> **WORK TO BE COMPLETED**: Write out the records below word for word, please.

> **DATASET EXCERPTS**:
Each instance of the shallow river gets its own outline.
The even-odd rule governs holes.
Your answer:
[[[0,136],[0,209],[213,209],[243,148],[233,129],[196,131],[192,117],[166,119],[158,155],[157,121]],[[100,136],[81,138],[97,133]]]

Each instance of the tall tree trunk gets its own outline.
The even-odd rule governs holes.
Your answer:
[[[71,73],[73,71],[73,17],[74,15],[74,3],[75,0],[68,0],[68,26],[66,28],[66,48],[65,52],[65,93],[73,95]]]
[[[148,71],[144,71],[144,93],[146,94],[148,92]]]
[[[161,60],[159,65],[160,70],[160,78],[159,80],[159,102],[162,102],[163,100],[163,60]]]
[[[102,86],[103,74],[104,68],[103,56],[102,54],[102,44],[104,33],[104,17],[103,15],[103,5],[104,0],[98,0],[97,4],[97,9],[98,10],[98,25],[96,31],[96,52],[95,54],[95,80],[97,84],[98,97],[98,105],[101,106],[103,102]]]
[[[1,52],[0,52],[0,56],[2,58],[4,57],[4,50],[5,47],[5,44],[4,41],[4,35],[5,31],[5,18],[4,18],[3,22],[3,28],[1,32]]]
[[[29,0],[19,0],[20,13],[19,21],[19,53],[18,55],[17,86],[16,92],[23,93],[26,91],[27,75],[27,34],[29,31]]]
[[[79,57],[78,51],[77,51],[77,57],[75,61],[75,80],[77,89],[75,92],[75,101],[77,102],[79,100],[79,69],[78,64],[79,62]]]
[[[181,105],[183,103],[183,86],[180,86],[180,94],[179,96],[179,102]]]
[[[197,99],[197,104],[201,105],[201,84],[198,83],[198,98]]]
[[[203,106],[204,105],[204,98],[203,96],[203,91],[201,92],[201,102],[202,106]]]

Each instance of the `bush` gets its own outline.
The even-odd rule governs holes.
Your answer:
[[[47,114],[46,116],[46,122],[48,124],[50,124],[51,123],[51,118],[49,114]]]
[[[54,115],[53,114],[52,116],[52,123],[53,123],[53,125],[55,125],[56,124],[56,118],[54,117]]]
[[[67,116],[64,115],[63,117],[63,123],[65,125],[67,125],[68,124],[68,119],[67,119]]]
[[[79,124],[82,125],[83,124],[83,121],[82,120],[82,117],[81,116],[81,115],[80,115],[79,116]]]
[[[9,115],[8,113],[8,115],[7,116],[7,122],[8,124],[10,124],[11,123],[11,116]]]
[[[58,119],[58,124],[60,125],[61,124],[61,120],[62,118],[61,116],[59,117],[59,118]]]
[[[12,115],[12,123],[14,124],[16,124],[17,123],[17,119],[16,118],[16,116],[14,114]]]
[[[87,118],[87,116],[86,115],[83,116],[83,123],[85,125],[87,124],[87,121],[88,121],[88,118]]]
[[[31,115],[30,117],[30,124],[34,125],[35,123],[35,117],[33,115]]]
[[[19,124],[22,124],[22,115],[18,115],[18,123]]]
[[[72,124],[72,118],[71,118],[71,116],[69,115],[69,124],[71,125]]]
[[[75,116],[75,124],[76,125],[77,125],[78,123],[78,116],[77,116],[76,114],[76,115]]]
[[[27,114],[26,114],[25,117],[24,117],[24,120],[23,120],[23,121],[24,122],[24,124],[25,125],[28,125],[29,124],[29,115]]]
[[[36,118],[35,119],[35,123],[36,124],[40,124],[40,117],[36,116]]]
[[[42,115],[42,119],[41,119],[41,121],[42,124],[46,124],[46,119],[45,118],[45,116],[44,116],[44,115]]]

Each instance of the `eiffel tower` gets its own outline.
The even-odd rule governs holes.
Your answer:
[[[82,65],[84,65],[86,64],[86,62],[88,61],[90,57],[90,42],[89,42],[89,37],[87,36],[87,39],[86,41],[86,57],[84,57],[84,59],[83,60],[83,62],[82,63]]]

> **THE RESULT**:
Each instance of the shallow river gets its own outline.
The even-odd rule governs holes.
Your answer:
[[[0,136],[0,209],[213,209],[243,148],[233,129],[196,131],[192,117],[166,119],[158,155],[157,121]],[[100,136],[81,138],[97,133]]]

Each instance of the tall tree trunk gets its own outline.
The even-odd rule governs holes.
Your answer:
[[[71,73],[73,71],[73,17],[74,15],[74,3],[75,0],[68,0],[68,26],[66,28],[66,48],[65,52],[65,93],[73,95]]]
[[[148,71],[144,71],[144,93],[146,94],[148,92]]]
[[[161,60],[159,65],[160,70],[160,78],[159,80],[159,102],[162,102],[163,100],[163,60]]]
[[[102,86],[103,74],[104,68],[103,56],[102,54],[102,44],[104,33],[104,17],[103,15],[103,5],[104,0],[98,0],[97,4],[97,9],[98,10],[98,25],[96,31],[96,52],[95,54],[95,80],[97,84],[98,97],[98,105],[101,106],[103,102]]]
[[[1,52],[0,52],[0,56],[2,58],[4,57],[4,50],[5,47],[5,44],[4,41],[4,35],[5,31],[5,18],[4,18],[3,22],[3,28],[1,32]]]
[[[29,0],[19,0],[20,13],[19,21],[19,53],[18,55],[17,86],[16,92],[23,93],[26,91],[27,75],[27,34],[29,31]]]
[[[79,57],[78,51],[77,51],[77,57],[75,61],[75,80],[77,89],[75,92],[75,101],[77,102],[79,100],[79,69],[78,64],[79,62]]]
[[[181,105],[183,103],[183,86],[180,86],[180,94],[179,96],[179,102]]]
[[[197,99],[197,104],[201,105],[201,84],[198,83],[198,98]]]
[[[203,106],[204,105],[204,98],[203,96],[203,91],[201,92],[201,102],[202,106]]]

Each instance of the `bush` gets its own outline.
The even-odd rule governs holes.
Your answer:
[[[47,114],[46,116],[46,122],[48,124],[50,124],[51,123],[51,118],[49,114]]]
[[[54,115],[53,114],[52,116],[52,123],[53,123],[53,125],[55,125],[56,124],[56,118],[54,117]]]
[[[67,116],[64,115],[63,117],[63,123],[65,125],[67,125],[68,124],[68,119],[67,119]]]
[[[79,124],[82,125],[83,124],[83,121],[82,120],[82,117],[81,116],[81,115],[80,115],[79,116]]]
[[[9,115],[8,113],[8,115],[7,116],[7,122],[8,124],[10,124],[11,123],[11,116]]]
[[[58,119],[58,124],[60,125],[61,124],[61,120],[62,118],[61,116],[59,117],[59,118]]]
[[[12,115],[12,123],[14,124],[16,124],[17,123],[17,119],[16,118],[16,116],[14,114]]]
[[[87,118],[87,116],[86,115],[83,116],[83,123],[85,125],[87,124],[87,121],[88,121],[88,118]]]
[[[31,115],[30,117],[30,124],[34,125],[35,123],[35,117],[33,115]]]
[[[19,124],[22,124],[22,115],[18,115],[18,123]]]
[[[72,124],[72,118],[71,118],[71,116],[69,115],[69,124],[71,125]]]
[[[75,116],[75,124],[76,125],[77,125],[78,123],[78,116],[77,116],[76,114],[76,115]]]
[[[27,114],[26,114],[25,117],[24,117],[24,120],[23,120],[23,121],[24,122],[24,124],[25,125],[28,125],[29,124],[29,115]]]
[[[36,118],[35,119],[35,123],[36,124],[40,124],[40,117],[36,116]]]
[[[42,115],[42,119],[41,119],[41,121],[42,124],[46,124],[46,119],[45,118],[45,116],[44,116],[44,115]]]

Each instance of the `eiffel tower` gets its own outline.
The even-odd rule governs holes.
Your answer:
[[[82,65],[84,65],[86,64],[86,62],[88,61],[90,57],[90,42],[89,42],[89,37],[87,36],[87,39],[86,41],[86,57],[84,57],[84,59],[83,60],[83,62],[82,63]]]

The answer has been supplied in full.